■ Directive A: Extract the part of the deck stain thread from "Solid color exterior" to "to VOC regs.", copying it word for word.
■ Directive B: In the deck stain thread, how long does KennMacMoragh say water based stains last on a deck before they start peeling?

■ Given passage:
☆ ☆ ☆ ☆ ☆

# Oil Base Deck stain



## Sam60 (Apr 29, 2006)

Always used cabots in the past. But that seems to have problems.
And having a problem finding a oil base solid color.
Know abot the VOC problem. But if they can still make oil base primers, why not deck stain
Any suggestions?

Need to recoat a deck I did years ago with a solid oil base stain.


----------



## SuperiorHIP (Aug 15, 2010)

We use Ben Moore arbor coat, it is waterborne but a great product. is it oil on it now? Not even sure if I can get oil based solid stains anymore here, havnt tried in years.


----------



## bbgcarpentry (Apr 11, 2009)

SuperiorHIP said:


> We use Ben Moore arbor coat, it is waterborne but a great product. is it oil on it now? Not even sure if I can get oil based solid stains anymore here, havnt tried in years.


Have you tried q tech


----------



## SuperiorHIP (Aug 15, 2010)

No I haven't.


----------



## Caslon (Dec 15, 2007)

Solid color exterior stains are going to be impossibly expensive soon and harder to find. If you just latex prime it and solid top coat it with
a low sheen latex deck paint, you'll get the same appearance you had previously with the solid color oil stain. You'll also benefit your customers by weening them off soon to be no longer available "solid colored" oil based deck paints. A situation he'll have to face soon enough due to VOC regs.

I'd go as far to say that using an exterior flat "paint and primer in one" will stick well enough and wear the same and look the same as how the deck looks now. Quick prime it anyways, just to be sure.

Oil based deck "solid colored" deck stains were made with a lot of solids, making them almost totally flat when dry. I wouldn't be surprised if Behr's best exterior paint and primer in one sticks fine to it. Change the customer over to latex. That's actually a profitable selling point too, more work more money for you, but with a good reason.

I'm saying (additionally and finally) that oil based solid color flat stains were of extremely low quality, giving them acceptable "tooth qualities" in some cases (with todays improved latex paint sticking properties) Solid colored oil stain deck paint were also used as exterior wood shingle paint. It wears down to nothing pretty fast. Making it possible that an exterior flat "paint and primer in one" would stick to it and wear as a deck paint just as well as any solid colored oil stain. Prime it anyways.


----------



## JHC (Jun 4, 2010)

Call you SW rep, they may be able to find you some. I saw a few gals of solid oil stain in the store yesterday, and thought of this thread.


----------



## KennMacMoragh (Sep 16, 2008)

Around here I give water based stains about six months on a deck before they start peeling, a good oil based gives me 3 to 5 years. Try Armstrong Clark semi solid stains. Give them a call with your project, I think his name is Pete, real knowledgeable guy.


----------



## Sam60 (Apr 29, 2006)

☆ ☆ ☆ ☆ ☆

Stored data entries:
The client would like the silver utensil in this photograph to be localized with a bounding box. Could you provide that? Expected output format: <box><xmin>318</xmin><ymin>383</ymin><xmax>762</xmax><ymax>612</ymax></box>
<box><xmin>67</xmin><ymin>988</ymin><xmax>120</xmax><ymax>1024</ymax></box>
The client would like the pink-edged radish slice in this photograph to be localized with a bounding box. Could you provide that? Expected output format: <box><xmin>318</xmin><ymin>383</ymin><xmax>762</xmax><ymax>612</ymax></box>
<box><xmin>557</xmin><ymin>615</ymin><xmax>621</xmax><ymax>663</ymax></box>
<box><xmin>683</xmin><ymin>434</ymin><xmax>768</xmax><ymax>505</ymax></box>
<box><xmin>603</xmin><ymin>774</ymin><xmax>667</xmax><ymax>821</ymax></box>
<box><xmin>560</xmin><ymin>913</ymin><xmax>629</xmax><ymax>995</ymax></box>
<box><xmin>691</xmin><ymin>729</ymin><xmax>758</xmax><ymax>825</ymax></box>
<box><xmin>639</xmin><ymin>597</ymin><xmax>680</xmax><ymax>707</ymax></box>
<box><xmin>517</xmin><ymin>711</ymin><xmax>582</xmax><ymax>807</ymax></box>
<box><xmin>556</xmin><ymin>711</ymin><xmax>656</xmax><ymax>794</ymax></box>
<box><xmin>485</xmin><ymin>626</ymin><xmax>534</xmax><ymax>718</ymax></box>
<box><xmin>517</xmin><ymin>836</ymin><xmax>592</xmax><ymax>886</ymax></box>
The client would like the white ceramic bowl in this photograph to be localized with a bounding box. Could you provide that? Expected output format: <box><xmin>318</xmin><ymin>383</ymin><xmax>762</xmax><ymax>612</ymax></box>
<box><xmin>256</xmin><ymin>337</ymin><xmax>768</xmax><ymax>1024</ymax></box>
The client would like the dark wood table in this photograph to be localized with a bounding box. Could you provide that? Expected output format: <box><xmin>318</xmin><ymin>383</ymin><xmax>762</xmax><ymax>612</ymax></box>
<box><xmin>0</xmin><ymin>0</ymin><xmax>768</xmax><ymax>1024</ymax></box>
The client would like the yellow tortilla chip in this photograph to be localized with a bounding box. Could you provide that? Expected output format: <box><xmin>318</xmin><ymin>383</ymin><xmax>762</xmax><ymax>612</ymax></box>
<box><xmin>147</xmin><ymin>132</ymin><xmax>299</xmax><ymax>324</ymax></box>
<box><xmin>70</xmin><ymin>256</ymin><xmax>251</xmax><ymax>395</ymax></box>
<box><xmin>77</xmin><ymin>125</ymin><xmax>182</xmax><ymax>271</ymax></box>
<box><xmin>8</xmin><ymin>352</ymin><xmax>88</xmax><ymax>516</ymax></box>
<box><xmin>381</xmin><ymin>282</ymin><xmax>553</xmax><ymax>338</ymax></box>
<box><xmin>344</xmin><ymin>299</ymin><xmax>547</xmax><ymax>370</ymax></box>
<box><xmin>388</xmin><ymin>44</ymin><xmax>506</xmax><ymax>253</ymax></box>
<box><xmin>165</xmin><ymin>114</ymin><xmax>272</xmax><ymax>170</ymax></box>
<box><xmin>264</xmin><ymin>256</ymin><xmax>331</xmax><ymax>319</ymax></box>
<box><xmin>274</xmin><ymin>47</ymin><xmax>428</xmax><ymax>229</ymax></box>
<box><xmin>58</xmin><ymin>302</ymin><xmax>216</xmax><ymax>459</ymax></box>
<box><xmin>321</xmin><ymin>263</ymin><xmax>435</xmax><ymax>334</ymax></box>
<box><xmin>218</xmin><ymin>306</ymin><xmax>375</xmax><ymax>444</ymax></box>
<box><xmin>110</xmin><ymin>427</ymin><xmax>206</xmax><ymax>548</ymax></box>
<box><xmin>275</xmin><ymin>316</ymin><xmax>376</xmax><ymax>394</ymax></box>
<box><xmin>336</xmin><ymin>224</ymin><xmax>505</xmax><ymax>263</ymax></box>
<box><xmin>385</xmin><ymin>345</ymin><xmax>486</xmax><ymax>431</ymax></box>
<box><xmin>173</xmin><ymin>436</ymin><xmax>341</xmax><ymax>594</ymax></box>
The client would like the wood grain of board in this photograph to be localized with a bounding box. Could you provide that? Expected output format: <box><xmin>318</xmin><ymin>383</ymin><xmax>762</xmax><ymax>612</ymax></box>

☆ ☆ ☆ ☆ ☆

■ Written solution A:
Solid color exterior stains are going to be impossibly expensive soon and harder to find. If you just latex prime it and solid top coat it with
a low sheen latex deck paint, you'll get the same appearance you had previously with the solid color oil stain. You'll also benefit your customers by weening them off soon to be no longer available "solid colored" oil based deck paints. A situation he'll have to face soon enough due to VOC regs.

■ Written solution B: About six months.